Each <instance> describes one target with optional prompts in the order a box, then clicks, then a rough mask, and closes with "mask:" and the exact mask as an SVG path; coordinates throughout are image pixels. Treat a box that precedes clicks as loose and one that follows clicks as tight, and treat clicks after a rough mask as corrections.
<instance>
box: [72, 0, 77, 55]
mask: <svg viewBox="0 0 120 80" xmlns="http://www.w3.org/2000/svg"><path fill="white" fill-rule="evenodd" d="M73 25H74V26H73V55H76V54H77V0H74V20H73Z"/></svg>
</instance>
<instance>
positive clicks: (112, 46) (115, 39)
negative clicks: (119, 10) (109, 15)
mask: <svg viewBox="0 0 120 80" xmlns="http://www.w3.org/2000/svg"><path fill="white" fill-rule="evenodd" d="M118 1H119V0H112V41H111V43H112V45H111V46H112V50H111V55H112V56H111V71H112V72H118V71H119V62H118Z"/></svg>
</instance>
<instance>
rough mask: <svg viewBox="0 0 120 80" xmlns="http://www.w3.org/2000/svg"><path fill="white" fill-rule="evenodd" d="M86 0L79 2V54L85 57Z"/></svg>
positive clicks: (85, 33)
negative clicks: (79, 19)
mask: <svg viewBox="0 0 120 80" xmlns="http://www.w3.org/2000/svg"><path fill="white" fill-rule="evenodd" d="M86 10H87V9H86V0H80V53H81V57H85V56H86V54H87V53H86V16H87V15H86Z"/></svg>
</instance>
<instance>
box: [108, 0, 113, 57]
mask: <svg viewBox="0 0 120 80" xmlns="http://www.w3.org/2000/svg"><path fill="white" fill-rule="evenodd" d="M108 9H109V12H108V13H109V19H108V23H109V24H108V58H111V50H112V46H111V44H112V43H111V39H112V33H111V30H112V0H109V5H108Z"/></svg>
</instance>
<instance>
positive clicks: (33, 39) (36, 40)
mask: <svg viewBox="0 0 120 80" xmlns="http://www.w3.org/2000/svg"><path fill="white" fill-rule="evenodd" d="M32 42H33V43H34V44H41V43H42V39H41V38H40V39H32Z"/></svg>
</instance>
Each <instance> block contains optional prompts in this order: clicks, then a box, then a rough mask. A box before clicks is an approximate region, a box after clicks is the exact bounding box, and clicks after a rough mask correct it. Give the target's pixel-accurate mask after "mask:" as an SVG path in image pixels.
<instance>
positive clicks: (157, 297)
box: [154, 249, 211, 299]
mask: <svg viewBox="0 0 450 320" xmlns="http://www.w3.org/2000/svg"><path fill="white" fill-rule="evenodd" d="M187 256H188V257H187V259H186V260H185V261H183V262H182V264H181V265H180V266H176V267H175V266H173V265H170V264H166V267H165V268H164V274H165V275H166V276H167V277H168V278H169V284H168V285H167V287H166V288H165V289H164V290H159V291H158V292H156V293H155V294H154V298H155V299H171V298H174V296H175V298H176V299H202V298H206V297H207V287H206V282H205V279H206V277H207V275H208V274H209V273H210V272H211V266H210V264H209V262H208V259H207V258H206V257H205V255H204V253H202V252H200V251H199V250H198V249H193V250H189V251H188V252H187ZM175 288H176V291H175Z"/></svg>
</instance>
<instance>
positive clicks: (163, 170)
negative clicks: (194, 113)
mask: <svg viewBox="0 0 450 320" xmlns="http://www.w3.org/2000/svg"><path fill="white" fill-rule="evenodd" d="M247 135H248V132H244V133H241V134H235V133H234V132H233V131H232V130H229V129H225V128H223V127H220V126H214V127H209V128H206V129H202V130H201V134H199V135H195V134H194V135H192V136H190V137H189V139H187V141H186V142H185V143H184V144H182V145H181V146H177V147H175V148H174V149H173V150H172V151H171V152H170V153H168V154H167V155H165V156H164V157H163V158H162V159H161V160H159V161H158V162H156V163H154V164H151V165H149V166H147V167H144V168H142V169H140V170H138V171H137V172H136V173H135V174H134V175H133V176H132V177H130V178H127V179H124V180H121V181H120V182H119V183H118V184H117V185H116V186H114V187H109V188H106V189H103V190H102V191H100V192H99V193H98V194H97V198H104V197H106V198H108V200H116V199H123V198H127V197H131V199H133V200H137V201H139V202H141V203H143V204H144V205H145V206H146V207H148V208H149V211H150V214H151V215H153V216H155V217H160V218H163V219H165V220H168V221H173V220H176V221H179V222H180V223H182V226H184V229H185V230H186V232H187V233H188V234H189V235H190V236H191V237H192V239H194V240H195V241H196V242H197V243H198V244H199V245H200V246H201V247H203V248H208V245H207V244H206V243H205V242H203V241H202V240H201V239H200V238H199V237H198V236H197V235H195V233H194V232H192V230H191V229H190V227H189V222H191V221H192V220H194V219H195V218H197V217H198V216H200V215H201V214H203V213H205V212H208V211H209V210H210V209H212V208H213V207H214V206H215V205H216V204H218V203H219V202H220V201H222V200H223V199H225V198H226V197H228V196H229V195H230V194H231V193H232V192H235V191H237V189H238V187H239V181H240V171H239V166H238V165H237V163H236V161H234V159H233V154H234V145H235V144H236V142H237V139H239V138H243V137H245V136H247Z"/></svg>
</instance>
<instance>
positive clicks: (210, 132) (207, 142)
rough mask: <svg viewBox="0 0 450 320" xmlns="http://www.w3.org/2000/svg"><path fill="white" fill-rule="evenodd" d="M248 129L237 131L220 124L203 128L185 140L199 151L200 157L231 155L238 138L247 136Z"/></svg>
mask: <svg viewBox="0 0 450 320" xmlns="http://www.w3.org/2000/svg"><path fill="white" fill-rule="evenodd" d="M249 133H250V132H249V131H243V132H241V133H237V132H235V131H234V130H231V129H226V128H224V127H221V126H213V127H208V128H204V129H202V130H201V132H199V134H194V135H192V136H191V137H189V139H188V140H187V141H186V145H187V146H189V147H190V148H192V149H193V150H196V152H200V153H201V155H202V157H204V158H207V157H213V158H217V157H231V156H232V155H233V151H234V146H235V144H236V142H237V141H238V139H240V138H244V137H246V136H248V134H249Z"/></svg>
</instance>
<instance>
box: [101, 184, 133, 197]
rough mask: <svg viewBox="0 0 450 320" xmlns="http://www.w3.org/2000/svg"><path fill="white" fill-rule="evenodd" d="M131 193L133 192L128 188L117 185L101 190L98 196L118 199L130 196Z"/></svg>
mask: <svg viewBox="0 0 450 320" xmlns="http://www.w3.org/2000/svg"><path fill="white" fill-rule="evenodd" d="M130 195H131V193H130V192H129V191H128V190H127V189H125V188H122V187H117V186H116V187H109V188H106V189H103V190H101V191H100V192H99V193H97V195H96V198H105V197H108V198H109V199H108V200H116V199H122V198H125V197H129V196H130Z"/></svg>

---

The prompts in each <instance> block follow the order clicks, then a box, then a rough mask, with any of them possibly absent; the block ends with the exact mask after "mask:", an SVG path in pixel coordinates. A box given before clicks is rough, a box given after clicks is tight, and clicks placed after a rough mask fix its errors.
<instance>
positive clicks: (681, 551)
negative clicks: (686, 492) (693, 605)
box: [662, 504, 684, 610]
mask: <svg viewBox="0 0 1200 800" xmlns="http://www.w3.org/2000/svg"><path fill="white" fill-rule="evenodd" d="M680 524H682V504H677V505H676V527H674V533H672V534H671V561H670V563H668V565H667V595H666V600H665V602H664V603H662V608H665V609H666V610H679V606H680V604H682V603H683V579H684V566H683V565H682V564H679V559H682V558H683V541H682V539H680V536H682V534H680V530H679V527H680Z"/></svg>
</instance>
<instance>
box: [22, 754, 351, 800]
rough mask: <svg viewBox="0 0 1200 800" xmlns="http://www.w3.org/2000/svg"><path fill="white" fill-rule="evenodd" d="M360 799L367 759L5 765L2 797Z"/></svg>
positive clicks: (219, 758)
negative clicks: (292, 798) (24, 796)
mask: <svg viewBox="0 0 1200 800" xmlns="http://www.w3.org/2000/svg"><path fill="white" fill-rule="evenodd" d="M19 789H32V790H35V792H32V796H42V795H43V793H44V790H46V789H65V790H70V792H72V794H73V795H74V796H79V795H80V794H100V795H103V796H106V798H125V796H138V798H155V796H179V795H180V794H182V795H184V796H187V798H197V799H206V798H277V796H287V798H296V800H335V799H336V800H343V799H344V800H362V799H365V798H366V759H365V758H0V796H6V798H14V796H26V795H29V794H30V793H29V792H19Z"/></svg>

Job item
Copy out each line of the data above that contains the string "positive".

Task output
positive clicks: (112, 46) (115, 39)
positive clicks: (85, 33)
positive clicks: (33, 39) (36, 40)
positive clicks: (157, 297)
positive clicks: (163, 170)
positive clicks: (210, 132) (207, 142)
positive clicks: (681, 551)
positive clicks: (219, 758)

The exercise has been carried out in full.